The Government has scrapped some red-tape for DIYers after ruling people no longer need consent for a variety of small projects around the home.
Minister for Building and Construction Jenny Salesa today announced the scrapping of "low risk building work", which includes sleep-outs, sheds, greenhouses, carports, awnings and water storage bladders, which will save Kiwis up to $18 million a year.
However, Salesa added that the work must still meet the Building Code.
The announcement has the support of the NZ Construction Industry Council who say axing red-tape was good as long as it didn't compromise the quality of the work.
Salesa hoped the change would allow the construction sector to fire back up quicker on larger projects to provide jobs and assist the country's recovery from Covid-19.
"These changes will save New Zealanders time and money and mean councils can focus on higher-risk building work, boosting the building and construction sector in the Covid-19 recovery," Jenny Salesa said.
"Some of the new exemptions will utilise the Licensed Builder Practitioners scheme, which recognises the competence of these practitioners and allows them to join chartered professional engineers and certifying plumbers in having their own suite of exemptions.
The changes mean those looking to do building work that was exempt wouldn't have to apply or pay for a building consent to do the work.
There wouldn't be regular council inspections on work progress, and, overall, there would be less red tape to navigate.
"These exemptions are just one part of my broader building system reform programme, which includes Construction Sector Accord Transformation Plan, the Construction Skills Action Plan, and Building Law reforms," Salesa said.
Most of the new exemptions are expected to commence at the end of August, after the necessary changes to the Building Act have been made.
Graham Burke, chair of the NZCIC said it was good news.
"On the surface of it it seems like a good idea.

DATASET EXTRACT —
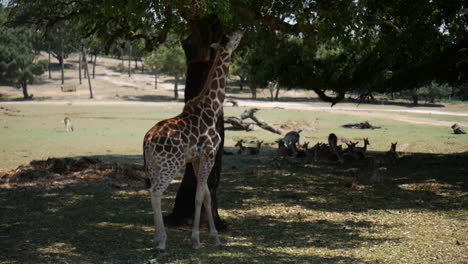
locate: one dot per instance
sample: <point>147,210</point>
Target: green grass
<point>454,119</point>
<point>279,210</point>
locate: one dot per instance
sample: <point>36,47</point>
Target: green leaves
<point>168,58</point>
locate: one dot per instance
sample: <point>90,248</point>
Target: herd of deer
<point>289,146</point>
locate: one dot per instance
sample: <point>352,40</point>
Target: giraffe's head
<point>230,41</point>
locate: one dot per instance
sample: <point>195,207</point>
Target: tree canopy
<point>380,45</point>
<point>168,59</point>
<point>17,60</point>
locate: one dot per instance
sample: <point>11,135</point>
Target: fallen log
<point>238,124</point>
<point>250,113</point>
<point>363,125</point>
<point>457,129</point>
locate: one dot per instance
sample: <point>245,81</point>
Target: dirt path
<point>383,112</point>
<point>115,88</point>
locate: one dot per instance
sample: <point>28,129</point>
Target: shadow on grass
<point>96,221</point>
<point>152,98</point>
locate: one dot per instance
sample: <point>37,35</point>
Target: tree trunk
<point>241,82</point>
<point>129,59</point>
<point>62,55</point>
<point>277,92</point>
<point>94,66</point>
<point>253,90</point>
<point>205,31</point>
<point>80,58</point>
<point>48,66</point>
<point>24,85</point>
<point>91,96</point>
<point>415,98</point>
<point>155,80</point>
<point>176,87</point>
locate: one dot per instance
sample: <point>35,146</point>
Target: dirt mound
<point>56,173</point>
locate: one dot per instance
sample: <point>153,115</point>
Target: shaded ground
<point>279,210</point>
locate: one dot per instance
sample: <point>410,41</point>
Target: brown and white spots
<point>190,137</point>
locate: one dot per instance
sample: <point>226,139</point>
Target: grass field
<point>279,210</point>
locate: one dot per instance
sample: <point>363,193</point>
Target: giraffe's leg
<point>196,220</point>
<point>160,233</point>
<point>207,204</point>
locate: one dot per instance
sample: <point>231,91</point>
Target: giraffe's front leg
<point>196,220</point>
<point>207,204</point>
<point>160,232</point>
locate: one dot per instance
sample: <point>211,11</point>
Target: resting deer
<point>333,144</point>
<point>351,153</point>
<point>366,143</point>
<point>255,150</point>
<point>302,151</point>
<point>392,155</point>
<point>241,146</point>
<point>361,151</point>
<point>282,149</point>
<point>291,139</point>
<point>68,124</point>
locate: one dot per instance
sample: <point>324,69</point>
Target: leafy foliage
<point>338,46</point>
<point>168,59</point>
<point>17,66</point>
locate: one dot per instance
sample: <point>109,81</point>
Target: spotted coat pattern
<point>190,137</point>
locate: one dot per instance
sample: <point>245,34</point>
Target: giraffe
<point>190,137</point>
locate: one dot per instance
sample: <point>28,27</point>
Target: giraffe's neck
<point>213,93</point>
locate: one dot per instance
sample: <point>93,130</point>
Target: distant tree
<point>17,58</point>
<point>169,59</point>
<point>397,45</point>
<point>138,52</point>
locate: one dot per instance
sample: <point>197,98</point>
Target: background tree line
<point>331,47</point>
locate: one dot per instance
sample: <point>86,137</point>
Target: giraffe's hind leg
<point>202,197</point>
<point>207,204</point>
<point>160,180</point>
<point>160,232</point>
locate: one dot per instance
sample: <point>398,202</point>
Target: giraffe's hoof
<point>196,245</point>
<point>161,253</point>
<point>218,244</point>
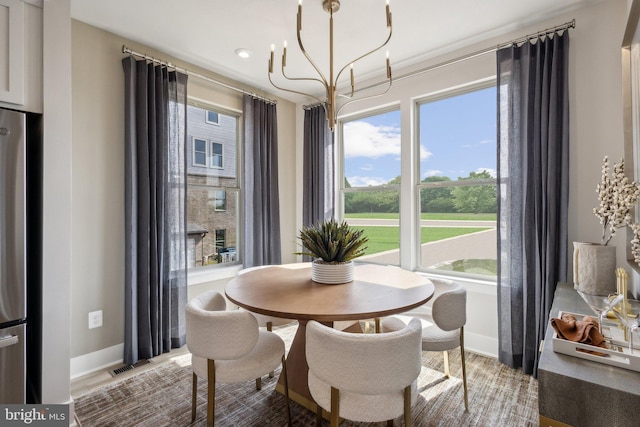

STUDY QUESTIONS —
[1] In the article on building consent exemptions, turn the paragraph that begins "Minister for Building and Construction Jenny Salesa today announced" into a short list that keeps its main facts.
[2] Pick up the article on building consent exemptions after its final line and carry it on for a few more sentences.

ANSWERS TO THIS EXERCISE —
[1]
- Jenny Salesa, Minister for Building and Construction, announced today that "low risk building work" no longer needs a building consent.
- This work includes sleep-outs, sheds, greenhouses, carports, awnings and water storage bladders.
- The change will save Kiwis up to $18 million a year.

[2]
"The important thing is that there's no intention to drop standards, that work that needs to be completed by a licensed building practitioner or registered electrician still remains and any work that requires a consulting engineer still has to be designed by a consulting engineer.
"It just takes away that compliance side of it, so we are definitely in favour of dropping compliance but we're not in favour of dropping standards. If we can do one without the other then it's a good thing."
He said the residential building sector was going to face a few issues in light of Covid-19 this year with the downturn of consumer confidence so anything that helped get it going with fewer costs was positive.
"The main thing here is that they're not saying it's open slather, go out and build anything up to 40sqm or 30sqm, it's saying that you don't necessarily have to go and get a permit for that."
Building work exempted under the package includes:
• Single-storey detached buildings up to 30sq m;
• Carports with a maximum floor area of 40sq m;
• Awnings with a maximum size of 30sq m;
• Verandas and porches with a maximum size of 30sq m;
• Outdoor fireplaces or ovens;
• Flexible water storage bladders for irrigation and firefighting only, up to 200,000 litres in storage capacity;
• Short-span bridges on private land without public access;
• Pipe supporting structures;
• Ground-mounted solar array panels in rural zones and outside rural zones;
• Detached single-storey pole sheds and hay barns.